Aim: Please change "atmospheric pressure" to "ambient pressure" in the oil well gas text and write out the passage that begins at "The simulated solution" and stops after "zero gauge pressure.".

Excerpted text:

****************************************

SUMMARY OF THE INVENTION
In one aspect of the invention, a method for creating a simulated solution
gas curve for oil produced from a crude oil well is provided, said well
having a tubing string extending through the casing string of a wellbore
and forming an annular space therebetween, said tubing having a bore for
delivering pumped crude oil to the surface at a known oil production rate,
the oil being produced from a subterranean reservoir initially at the
crude oil's bubble-point or higher pressure, any gas within the annular
space being produced, the method comprising:
obtaining the bubble-point of the crude oil;
determining the gas flow rate produced from the annular space;
determining the flowing bottom hole pressure of the well;
normalizing the annular space gas flow rate by dividing by the oil
production rate;
comparing the normalized annular gas rate to the reduction in pressure from
the bubble-point pressure to the flowing bottom hole pressure as
representing a linear relationship of the quantity of solution gas
released from the produced oil as its pressure is reduced; and
creating a simulated solution gas curve representing the gas-oil ratio of
solution gas contained in the oil at any pressure by forcing the
intersection of said linear relationship through the conditions at zero
solution gas remaining to be released from the oil at zero pressure.
The simulated solution gas curve enables ready determination of the total
gas flow from the tubing string in the well as being the solution gas
released between the bubble point and zero gauge pressure at the surface,
where atmospheric pressure equals zero gauge pressure.
In another aspect of the invention, should the total gas rate already be
known, the linear relationship of the solution gas curve as a function of
pressure is readily simulated from the two points now available, that
being the total gas rate, normalized for oil production, at the bubble
point pressure and the origin at zero solution gas and zero pressure.
BRIEF DESCRIPTION OF THE DRAWINGS
FIG. 1 is a cross-sectional representation of a conventional crude oil well
and associated surface equipment;
FIG. 2 depicts a solution gas curve which is a graphical representation of
the relationship between the amount of gas dissolved in solution in the
crude oil as a function of pressure;
FIG. 3 depicts a simulated solution gas curve which is created using the
method of the invention;
FIG. 4 illustrated a preliminary step in the construction of a linear
solution gas graph in accordance with one embodiment of the present
invention, wherein A is the net gas liberated due to the reduction in
pressure from the bubble-point to the flowing bottom hole pressure;
FIG. 5 illustrates the final step in the construction of the linear
solution gas graph of FIG. 3 wherein the total separator and tubing
quantities of gas liberated can be determined; and
FIG. 6 is a simulated solution curve constructed in accordance with an
alternate embodiment of the invention, from which well characteristics,
other than total separator gas rate may be determined.
DETAILED DESCRIPTION OF THE PREFERRED EMBODIMENT
Having reference to FIG. 1, a conventional well is shown comprising a
wellhead 1, well casing 2, and a tubing string 3 extending downwardly
inside the bore of the casing 2. The casing 2 is perforated adjacent its
bottom end 4 for permitting reservoir fluid 5 to flow into the annulus 6
formed between the casing 2 and the tubing string 3.

****************************************

Supplied data:
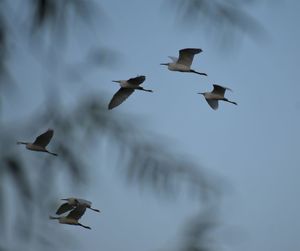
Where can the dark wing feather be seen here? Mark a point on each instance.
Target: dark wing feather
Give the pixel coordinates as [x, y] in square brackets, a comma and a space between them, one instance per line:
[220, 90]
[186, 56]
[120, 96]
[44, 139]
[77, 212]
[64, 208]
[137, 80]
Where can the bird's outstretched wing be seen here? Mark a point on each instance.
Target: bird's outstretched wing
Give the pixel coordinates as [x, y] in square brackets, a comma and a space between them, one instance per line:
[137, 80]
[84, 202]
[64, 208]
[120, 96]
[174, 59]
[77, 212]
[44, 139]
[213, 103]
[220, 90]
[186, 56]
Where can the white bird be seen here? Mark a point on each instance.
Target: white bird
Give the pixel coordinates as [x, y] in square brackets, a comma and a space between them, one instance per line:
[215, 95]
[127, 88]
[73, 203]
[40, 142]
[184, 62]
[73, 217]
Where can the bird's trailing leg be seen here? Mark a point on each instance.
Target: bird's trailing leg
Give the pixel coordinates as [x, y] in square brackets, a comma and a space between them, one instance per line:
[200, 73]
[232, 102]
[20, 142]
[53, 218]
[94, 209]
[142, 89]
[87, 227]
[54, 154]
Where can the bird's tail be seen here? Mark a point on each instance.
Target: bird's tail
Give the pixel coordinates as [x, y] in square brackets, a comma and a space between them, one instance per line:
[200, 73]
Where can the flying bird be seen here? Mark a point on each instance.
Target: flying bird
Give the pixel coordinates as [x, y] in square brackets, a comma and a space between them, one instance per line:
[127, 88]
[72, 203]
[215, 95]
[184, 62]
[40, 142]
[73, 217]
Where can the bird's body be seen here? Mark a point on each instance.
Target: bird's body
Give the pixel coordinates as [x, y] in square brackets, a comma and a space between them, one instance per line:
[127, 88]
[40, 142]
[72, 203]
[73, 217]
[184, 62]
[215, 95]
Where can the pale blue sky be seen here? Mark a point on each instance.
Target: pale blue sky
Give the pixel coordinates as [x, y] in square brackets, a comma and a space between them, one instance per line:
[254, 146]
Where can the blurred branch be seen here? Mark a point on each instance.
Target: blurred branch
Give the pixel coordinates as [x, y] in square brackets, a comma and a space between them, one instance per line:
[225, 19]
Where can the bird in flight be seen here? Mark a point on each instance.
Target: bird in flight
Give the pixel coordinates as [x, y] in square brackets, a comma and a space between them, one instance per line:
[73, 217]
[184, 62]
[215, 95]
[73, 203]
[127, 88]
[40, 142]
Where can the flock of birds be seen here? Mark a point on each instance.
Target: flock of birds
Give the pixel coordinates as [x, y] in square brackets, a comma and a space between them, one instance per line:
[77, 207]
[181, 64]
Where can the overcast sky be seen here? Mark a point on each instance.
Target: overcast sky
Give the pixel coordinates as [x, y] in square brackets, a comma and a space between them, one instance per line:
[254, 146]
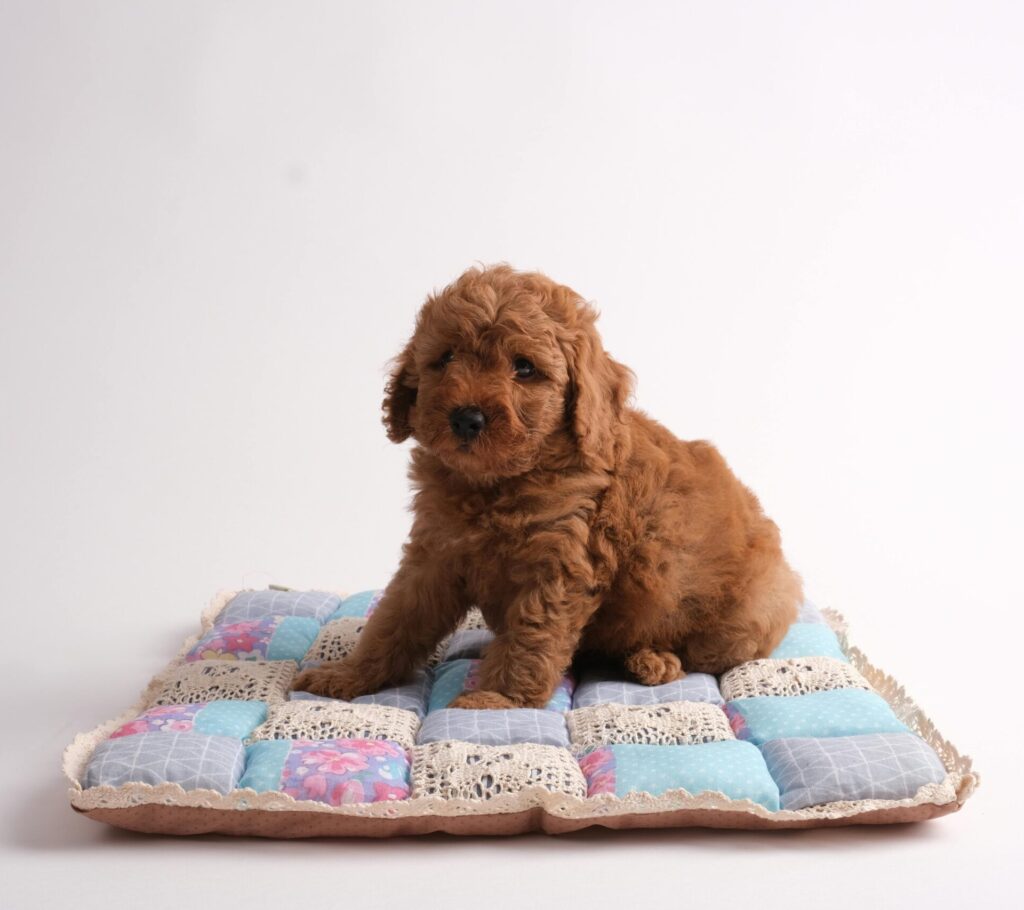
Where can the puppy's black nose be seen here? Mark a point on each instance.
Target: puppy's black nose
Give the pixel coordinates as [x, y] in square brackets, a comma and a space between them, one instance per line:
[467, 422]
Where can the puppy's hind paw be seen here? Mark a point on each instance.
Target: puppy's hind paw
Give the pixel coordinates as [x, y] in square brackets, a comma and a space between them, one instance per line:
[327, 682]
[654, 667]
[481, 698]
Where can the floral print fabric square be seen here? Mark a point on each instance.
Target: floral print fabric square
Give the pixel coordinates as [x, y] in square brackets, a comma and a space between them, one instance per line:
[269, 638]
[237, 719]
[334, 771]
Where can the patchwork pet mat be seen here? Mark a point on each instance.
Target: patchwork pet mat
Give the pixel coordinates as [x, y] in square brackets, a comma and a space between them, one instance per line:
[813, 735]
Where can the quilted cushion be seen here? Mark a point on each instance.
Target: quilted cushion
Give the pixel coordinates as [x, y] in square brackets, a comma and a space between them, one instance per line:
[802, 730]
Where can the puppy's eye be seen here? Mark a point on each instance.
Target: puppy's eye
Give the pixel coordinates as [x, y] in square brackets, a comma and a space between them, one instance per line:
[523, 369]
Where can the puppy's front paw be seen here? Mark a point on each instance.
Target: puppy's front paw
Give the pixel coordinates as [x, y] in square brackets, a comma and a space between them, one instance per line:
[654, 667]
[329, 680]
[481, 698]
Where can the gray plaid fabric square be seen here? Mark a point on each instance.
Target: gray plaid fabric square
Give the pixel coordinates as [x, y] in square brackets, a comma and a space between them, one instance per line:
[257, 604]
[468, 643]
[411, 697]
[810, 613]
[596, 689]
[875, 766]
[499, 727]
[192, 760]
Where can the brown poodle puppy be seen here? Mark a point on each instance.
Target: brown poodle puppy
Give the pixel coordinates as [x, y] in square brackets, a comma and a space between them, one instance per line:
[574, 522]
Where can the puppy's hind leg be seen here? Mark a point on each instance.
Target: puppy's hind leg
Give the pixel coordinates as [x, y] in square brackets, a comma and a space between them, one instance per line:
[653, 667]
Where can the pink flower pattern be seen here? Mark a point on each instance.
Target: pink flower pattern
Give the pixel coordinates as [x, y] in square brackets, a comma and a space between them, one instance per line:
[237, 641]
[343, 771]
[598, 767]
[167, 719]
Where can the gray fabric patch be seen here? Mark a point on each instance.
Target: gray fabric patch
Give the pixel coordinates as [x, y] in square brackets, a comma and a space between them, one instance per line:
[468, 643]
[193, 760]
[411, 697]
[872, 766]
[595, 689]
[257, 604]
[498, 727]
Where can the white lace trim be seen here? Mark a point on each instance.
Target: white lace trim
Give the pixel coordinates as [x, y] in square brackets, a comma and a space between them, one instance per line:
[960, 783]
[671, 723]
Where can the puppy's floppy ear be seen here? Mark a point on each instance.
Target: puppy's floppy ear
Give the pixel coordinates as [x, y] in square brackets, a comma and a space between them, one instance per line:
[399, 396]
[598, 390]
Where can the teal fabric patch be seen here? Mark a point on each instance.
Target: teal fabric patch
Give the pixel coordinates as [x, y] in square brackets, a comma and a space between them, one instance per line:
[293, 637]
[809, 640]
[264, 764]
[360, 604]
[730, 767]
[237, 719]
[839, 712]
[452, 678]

****************************************

Answer for this exercise:
The simulated solution gas curve enables ready determination of the total
gas flow from the tubing string in the well as being the solution gas
released between the bubble point and zero gauge pressure at the surface,
where ambient pressure equals zero gauge pressure.